**ABOUT THIS EXERCISE:** Read through the records. Copy each line that has the word "cormorant".

[DATA SHOWN — start]

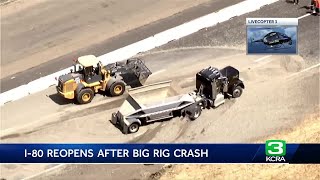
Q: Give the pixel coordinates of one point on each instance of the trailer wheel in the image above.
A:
(117, 88)
(194, 113)
(85, 96)
(133, 128)
(237, 92)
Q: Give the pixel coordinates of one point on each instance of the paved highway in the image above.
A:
(97, 46)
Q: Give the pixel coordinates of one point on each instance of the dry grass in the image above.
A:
(307, 132)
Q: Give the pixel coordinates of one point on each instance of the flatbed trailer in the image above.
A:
(212, 87)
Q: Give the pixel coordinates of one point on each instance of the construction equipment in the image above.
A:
(212, 87)
(89, 76)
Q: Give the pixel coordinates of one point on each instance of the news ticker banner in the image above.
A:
(272, 35)
(274, 151)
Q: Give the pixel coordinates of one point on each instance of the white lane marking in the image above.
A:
(307, 69)
(262, 58)
(149, 43)
(45, 171)
(306, 15)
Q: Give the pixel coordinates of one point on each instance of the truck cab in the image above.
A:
(215, 84)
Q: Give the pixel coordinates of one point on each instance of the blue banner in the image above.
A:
(275, 151)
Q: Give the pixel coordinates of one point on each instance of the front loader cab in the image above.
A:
(91, 68)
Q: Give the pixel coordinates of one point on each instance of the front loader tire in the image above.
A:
(117, 88)
(85, 96)
(237, 92)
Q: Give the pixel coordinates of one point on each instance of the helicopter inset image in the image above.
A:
(274, 40)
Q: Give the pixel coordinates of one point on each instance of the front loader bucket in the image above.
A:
(133, 71)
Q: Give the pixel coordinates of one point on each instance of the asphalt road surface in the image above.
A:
(52, 31)
(230, 33)
(258, 113)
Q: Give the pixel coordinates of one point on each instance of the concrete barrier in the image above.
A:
(143, 45)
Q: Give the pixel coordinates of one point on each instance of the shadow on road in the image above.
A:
(60, 100)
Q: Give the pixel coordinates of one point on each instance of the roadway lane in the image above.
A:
(233, 32)
(230, 33)
(113, 43)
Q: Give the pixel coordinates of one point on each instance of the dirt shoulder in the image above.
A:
(306, 132)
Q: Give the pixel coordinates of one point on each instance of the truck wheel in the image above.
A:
(85, 96)
(133, 128)
(117, 88)
(194, 113)
(237, 91)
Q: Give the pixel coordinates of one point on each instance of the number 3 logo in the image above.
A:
(275, 148)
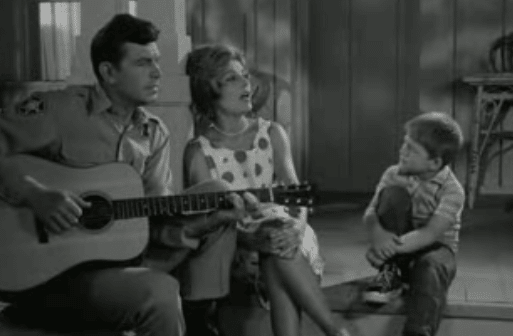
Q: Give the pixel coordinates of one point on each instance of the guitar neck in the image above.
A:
(169, 205)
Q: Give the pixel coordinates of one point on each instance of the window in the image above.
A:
(60, 26)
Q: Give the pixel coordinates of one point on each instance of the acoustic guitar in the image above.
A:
(114, 228)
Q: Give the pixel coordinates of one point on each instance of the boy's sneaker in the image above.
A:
(385, 287)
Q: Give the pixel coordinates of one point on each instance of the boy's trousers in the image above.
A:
(429, 271)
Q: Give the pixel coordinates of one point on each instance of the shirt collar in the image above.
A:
(100, 102)
(441, 176)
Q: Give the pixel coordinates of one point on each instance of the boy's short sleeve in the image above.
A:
(386, 180)
(452, 201)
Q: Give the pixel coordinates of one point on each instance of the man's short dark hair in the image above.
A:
(438, 133)
(107, 44)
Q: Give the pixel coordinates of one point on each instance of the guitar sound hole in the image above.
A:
(98, 215)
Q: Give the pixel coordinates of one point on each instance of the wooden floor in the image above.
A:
(484, 282)
(485, 259)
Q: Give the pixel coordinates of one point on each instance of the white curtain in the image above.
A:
(60, 26)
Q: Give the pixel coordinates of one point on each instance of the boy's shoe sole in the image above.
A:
(381, 297)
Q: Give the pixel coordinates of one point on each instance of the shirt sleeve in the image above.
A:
(29, 125)
(386, 180)
(452, 201)
(158, 178)
(26, 126)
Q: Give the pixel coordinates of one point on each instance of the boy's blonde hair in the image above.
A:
(438, 133)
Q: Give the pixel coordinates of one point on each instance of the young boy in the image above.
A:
(414, 221)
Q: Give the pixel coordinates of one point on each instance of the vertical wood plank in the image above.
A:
(506, 178)
(300, 46)
(282, 64)
(330, 94)
(374, 83)
(437, 55)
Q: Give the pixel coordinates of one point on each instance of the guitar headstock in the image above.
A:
(295, 195)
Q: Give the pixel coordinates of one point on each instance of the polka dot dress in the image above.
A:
(254, 168)
(243, 169)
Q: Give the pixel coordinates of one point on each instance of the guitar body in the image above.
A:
(115, 228)
(26, 262)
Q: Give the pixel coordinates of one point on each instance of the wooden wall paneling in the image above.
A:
(282, 59)
(437, 55)
(408, 60)
(477, 24)
(300, 46)
(374, 83)
(265, 45)
(330, 94)
(505, 177)
(437, 62)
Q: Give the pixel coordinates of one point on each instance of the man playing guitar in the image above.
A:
(90, 126)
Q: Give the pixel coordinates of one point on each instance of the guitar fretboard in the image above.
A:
(169, 205)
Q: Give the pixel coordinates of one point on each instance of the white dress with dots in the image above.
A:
(254, 168)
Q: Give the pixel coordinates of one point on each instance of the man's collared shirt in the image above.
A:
(441, 195)
(74, 127)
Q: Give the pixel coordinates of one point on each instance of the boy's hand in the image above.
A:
(373, 258)
(385, 244)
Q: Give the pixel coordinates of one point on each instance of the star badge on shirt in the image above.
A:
(31, 106)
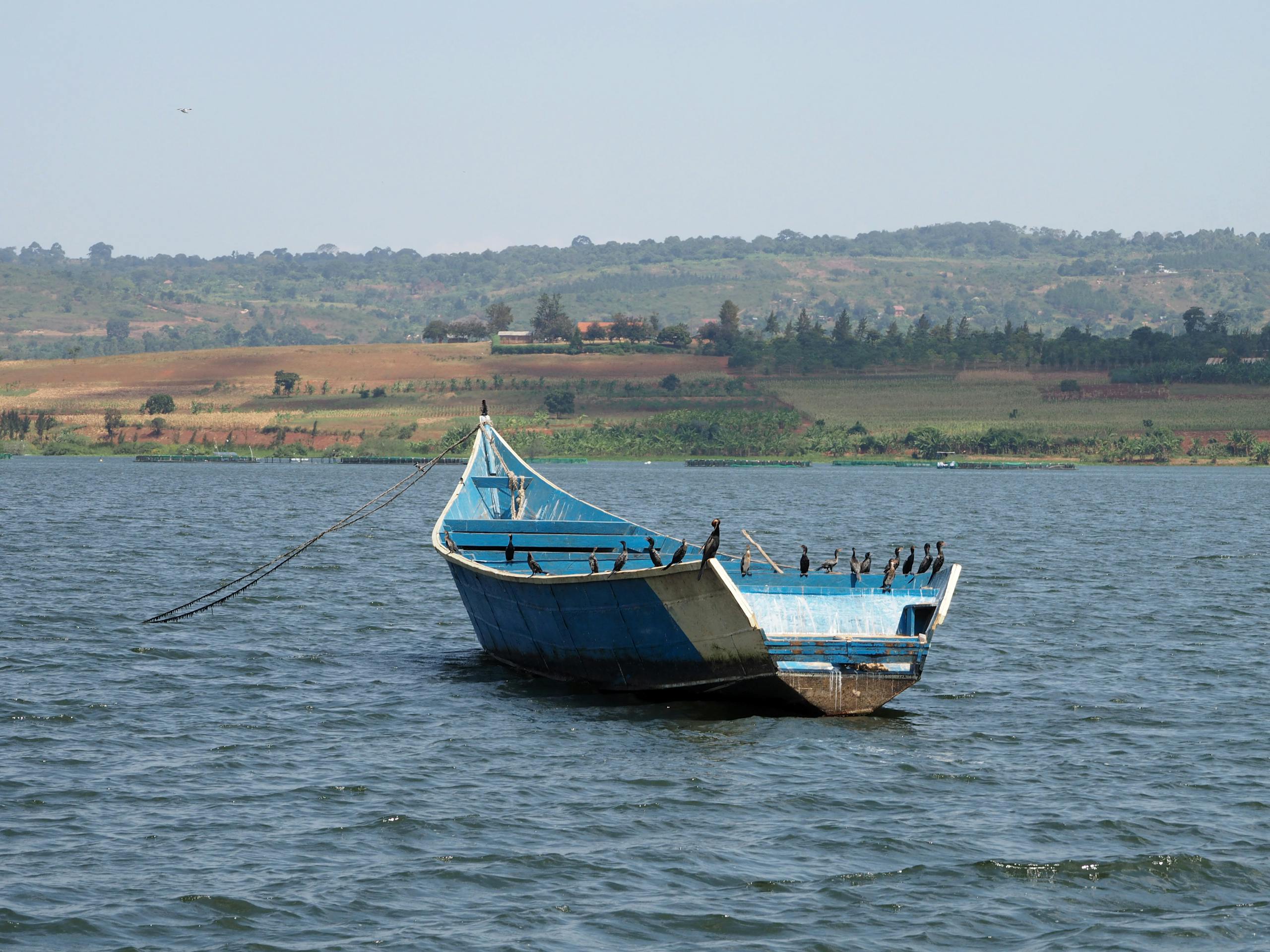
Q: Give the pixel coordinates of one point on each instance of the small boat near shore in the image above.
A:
(827, 644)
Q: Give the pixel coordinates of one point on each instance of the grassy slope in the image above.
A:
(233, 388)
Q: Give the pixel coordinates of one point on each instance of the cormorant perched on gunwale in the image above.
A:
(888, 577)
(939, 561)
(926, 560)
(709, 549)
(679, 555)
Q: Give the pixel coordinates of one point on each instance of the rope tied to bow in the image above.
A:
(247, 581)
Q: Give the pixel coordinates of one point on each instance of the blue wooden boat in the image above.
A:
(825, 643)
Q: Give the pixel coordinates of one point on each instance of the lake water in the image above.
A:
(332, 763)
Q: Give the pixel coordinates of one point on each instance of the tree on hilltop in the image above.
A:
(159, 404)
(550, 321)
(500, 316)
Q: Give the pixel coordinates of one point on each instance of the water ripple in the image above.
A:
(332, 763)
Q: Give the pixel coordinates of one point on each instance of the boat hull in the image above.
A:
(593, 608)
(657, 636)
(639, 633)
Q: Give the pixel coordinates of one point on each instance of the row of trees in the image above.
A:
(808, 345)
(952, 239)
(14, 425)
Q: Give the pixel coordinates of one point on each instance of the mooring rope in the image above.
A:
(397, 490)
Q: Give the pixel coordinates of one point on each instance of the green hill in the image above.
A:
(991, 273)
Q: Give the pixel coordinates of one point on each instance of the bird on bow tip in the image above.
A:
(709, 549)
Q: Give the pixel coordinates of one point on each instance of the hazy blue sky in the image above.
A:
(473, 126)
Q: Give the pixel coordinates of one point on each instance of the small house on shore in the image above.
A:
(516, 337)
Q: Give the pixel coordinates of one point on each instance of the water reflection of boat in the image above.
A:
(824, 643)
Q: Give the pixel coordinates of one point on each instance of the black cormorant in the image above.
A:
(889, 575)
(939, 561)
(679, 555)
(709, 549)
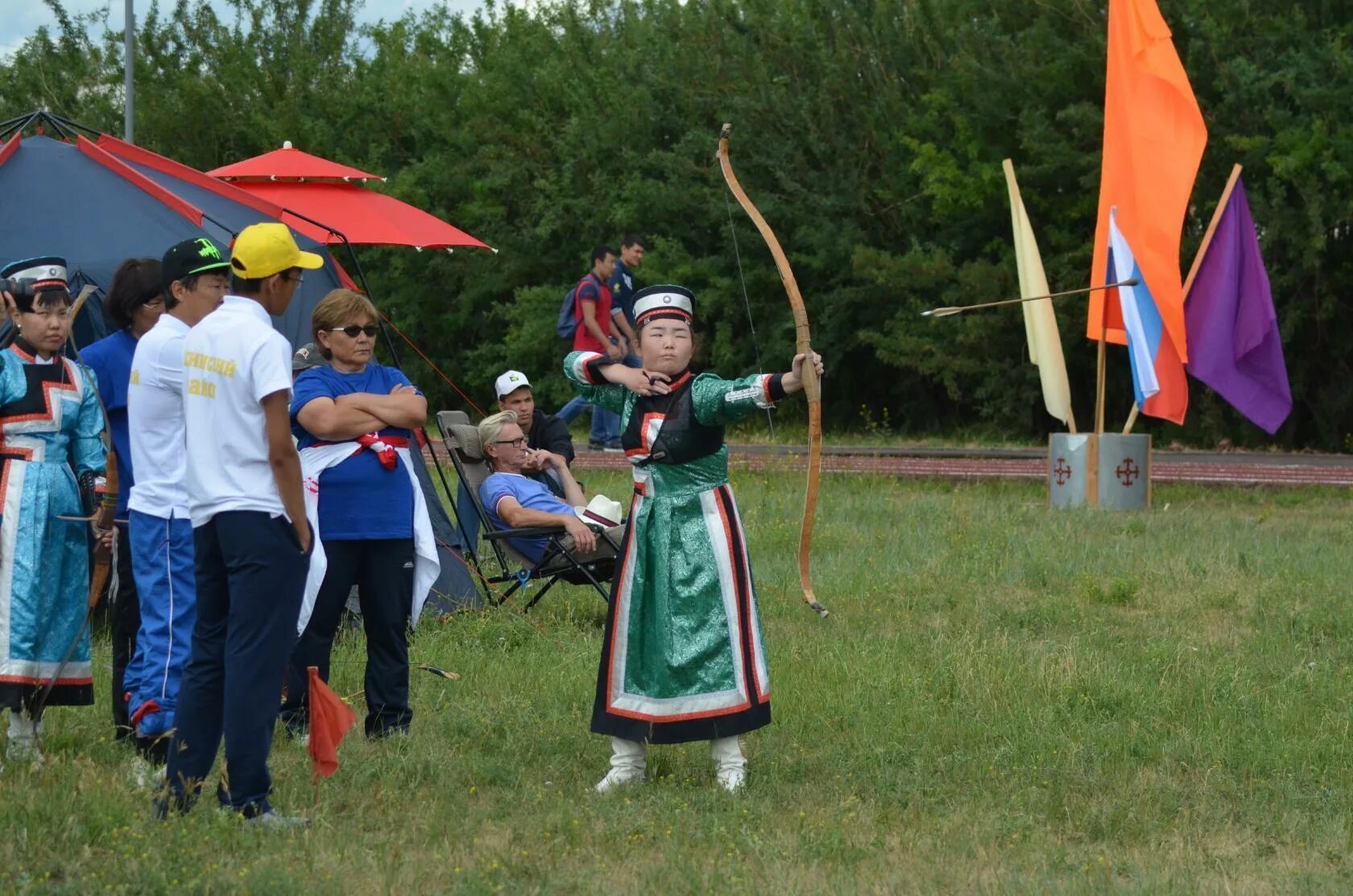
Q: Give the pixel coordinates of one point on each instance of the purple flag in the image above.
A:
(1233, 339)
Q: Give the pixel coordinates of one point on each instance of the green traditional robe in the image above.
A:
(682, 657)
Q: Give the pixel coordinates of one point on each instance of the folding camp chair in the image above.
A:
(561, 560)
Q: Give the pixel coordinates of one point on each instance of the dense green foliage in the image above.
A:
(1003, 700)
(871, 134)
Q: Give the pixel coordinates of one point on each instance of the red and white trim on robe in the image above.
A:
(581, 367)
(738, 611)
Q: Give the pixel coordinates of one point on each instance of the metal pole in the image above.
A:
(129, 81)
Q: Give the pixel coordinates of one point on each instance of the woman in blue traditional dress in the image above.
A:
(682, 657)
(51, 428)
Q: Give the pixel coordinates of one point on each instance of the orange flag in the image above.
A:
(1153, 142)
(330, 719)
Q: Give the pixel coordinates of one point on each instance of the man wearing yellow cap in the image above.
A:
(250, 536)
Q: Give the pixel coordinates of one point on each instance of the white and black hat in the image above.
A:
(672, 302)
(48, 272)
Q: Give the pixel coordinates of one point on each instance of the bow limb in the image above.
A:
(803, 345)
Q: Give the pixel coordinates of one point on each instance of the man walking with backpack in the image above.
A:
(598, 328)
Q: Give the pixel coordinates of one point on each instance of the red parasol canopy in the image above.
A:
(292, 164)
(324, 192)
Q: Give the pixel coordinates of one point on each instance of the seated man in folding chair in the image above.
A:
(513, 501)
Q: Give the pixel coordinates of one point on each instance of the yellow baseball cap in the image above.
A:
(264, 250)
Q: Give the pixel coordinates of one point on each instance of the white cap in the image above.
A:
(511, 382)
(601, 510)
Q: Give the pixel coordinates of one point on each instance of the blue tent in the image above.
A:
(101, 202)
(81, 202)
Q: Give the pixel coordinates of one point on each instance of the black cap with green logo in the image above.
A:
(194, 256)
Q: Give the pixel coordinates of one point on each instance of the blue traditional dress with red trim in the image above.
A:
(682, 658)
(49, 433)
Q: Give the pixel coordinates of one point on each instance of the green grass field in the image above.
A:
(1003, 699)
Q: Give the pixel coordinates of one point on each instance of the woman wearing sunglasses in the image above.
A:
(354, 421)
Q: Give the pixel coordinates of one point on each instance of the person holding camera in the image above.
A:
(51, 427)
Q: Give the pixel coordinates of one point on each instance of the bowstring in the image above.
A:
(747, 302)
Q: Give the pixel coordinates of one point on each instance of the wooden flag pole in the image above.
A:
(1099, 370)
(1198, 258)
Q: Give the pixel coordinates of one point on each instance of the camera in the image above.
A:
(18, 288)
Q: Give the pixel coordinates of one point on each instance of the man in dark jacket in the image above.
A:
(543, 431)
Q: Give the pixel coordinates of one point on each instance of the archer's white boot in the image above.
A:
(628, 760)
(730, 764)
(23, 738)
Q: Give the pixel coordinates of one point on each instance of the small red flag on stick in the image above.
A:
(330, 719)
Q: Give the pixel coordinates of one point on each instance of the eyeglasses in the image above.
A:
(354, 331)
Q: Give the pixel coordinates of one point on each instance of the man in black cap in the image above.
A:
(194, 282)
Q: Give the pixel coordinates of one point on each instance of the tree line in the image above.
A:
(869, 133)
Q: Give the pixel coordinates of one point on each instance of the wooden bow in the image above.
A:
(809, 371)
(101, 518)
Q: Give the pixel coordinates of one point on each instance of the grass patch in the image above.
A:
(1003, 699)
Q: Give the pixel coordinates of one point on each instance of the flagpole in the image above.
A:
(1198, 258)
(1099, 369)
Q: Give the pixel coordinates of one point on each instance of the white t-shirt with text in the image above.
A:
(156, 423)
(230, 363)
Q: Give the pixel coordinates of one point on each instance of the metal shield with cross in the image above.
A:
(1068, 459)
(1124, 473)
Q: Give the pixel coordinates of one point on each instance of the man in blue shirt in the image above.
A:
(623, 278)
(513, 501)
(134, 302)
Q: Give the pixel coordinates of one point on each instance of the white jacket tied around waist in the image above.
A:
(314, 460)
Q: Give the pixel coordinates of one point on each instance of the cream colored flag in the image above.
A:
(1045, 343)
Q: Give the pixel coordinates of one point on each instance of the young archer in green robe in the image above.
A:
(682, 658)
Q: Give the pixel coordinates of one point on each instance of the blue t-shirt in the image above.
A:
(110, 359)
(531, 494)
(358, 498)
(623, 290)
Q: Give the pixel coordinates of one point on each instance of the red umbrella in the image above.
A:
(290, 164)
(324, 191)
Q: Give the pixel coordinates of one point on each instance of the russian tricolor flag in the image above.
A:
(1158, 381)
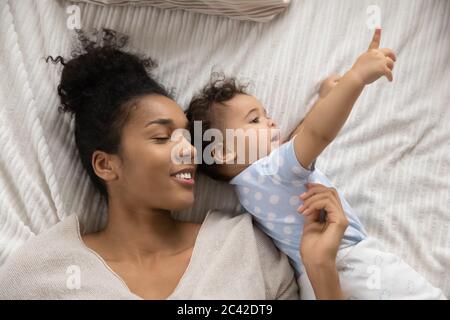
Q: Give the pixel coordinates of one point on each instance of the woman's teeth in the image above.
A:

[DATA SHOWN — finish]

**SOLUTION TO THE PROBLEM:**
Q: Give the pixel coordinates of one point on each instance of the cormorant perched on gunwale in the image above.
Q: Give the pixel coordinates of one point on each instance of the black cormorant in the image above.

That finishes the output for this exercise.